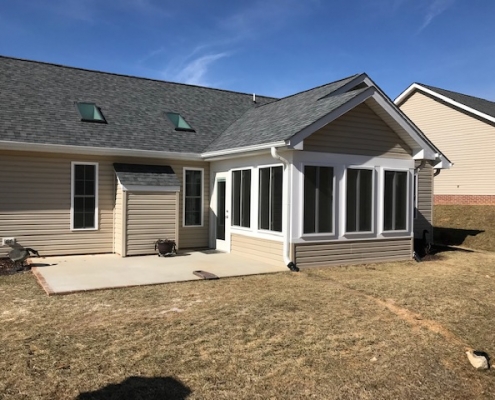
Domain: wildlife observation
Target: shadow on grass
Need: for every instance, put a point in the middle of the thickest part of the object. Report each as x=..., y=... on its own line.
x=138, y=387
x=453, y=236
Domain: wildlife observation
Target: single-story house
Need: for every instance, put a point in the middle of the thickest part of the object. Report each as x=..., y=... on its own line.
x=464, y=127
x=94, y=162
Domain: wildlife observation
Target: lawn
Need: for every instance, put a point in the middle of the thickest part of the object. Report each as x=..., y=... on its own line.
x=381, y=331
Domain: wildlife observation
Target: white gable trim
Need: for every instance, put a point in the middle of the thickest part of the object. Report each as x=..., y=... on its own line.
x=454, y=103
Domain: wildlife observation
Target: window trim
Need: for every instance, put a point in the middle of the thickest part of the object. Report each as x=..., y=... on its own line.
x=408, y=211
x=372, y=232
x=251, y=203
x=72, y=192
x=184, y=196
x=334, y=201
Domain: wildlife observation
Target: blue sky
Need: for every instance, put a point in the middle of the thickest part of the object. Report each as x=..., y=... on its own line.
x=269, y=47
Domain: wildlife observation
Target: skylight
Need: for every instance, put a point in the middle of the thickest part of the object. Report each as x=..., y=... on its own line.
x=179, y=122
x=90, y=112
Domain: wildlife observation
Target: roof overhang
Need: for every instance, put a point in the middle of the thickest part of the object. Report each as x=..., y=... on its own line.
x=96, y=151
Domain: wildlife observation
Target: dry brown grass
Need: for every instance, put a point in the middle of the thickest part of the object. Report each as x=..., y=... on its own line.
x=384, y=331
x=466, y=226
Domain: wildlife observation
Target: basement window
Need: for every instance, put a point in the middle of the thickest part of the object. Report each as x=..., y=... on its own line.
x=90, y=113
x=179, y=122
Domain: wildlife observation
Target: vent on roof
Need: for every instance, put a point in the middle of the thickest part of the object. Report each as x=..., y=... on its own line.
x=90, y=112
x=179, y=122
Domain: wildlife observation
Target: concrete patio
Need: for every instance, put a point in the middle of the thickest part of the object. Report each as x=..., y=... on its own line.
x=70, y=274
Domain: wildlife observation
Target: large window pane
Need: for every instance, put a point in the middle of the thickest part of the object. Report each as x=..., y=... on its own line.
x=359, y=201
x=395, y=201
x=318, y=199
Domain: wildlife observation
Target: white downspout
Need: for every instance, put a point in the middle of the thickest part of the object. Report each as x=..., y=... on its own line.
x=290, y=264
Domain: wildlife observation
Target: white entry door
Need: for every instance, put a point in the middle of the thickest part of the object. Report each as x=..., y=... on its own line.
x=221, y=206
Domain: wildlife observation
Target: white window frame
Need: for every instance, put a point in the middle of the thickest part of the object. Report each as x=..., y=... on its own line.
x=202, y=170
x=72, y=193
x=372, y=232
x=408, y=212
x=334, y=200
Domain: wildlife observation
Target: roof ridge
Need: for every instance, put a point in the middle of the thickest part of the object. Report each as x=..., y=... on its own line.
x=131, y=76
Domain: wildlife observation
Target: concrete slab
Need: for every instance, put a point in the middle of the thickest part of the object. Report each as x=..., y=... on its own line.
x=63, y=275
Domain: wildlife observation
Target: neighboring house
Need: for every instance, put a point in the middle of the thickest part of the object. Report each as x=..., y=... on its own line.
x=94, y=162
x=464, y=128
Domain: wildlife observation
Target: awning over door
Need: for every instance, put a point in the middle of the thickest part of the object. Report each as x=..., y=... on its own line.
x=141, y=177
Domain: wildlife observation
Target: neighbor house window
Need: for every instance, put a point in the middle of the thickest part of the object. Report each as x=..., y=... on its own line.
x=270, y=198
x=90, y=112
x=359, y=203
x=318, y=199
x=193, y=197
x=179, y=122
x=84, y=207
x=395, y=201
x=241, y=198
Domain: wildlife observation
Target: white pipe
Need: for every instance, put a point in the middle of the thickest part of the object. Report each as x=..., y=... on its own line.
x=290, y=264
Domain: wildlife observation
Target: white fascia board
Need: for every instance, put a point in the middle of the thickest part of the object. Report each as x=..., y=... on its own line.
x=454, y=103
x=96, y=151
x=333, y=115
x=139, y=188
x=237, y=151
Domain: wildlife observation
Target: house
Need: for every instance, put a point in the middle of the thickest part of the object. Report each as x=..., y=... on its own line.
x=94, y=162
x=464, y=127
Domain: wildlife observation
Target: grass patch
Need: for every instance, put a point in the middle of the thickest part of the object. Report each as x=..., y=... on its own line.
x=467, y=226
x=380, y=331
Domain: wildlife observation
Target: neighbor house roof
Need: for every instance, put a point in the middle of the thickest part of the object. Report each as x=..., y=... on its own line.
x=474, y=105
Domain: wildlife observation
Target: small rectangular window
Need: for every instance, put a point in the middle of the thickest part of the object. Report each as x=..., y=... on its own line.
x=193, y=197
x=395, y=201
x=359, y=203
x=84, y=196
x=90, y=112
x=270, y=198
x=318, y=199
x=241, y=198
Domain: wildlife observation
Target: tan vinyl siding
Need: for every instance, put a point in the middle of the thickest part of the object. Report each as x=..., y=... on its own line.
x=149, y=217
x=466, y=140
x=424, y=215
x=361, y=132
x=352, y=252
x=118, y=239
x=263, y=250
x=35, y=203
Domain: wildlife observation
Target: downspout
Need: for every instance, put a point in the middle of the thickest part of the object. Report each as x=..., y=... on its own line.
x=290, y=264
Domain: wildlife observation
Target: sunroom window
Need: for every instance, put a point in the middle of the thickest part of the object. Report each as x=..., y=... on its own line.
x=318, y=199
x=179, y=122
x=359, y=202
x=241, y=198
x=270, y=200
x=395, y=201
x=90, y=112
********************
# Task prompt
Which lines above contain the string "roof"? Find each one and copy it out in full; case counts.

# Full answer
Target: roof overhang
Target: vent on roof
Target: roof ridge
Target: neighbor house roof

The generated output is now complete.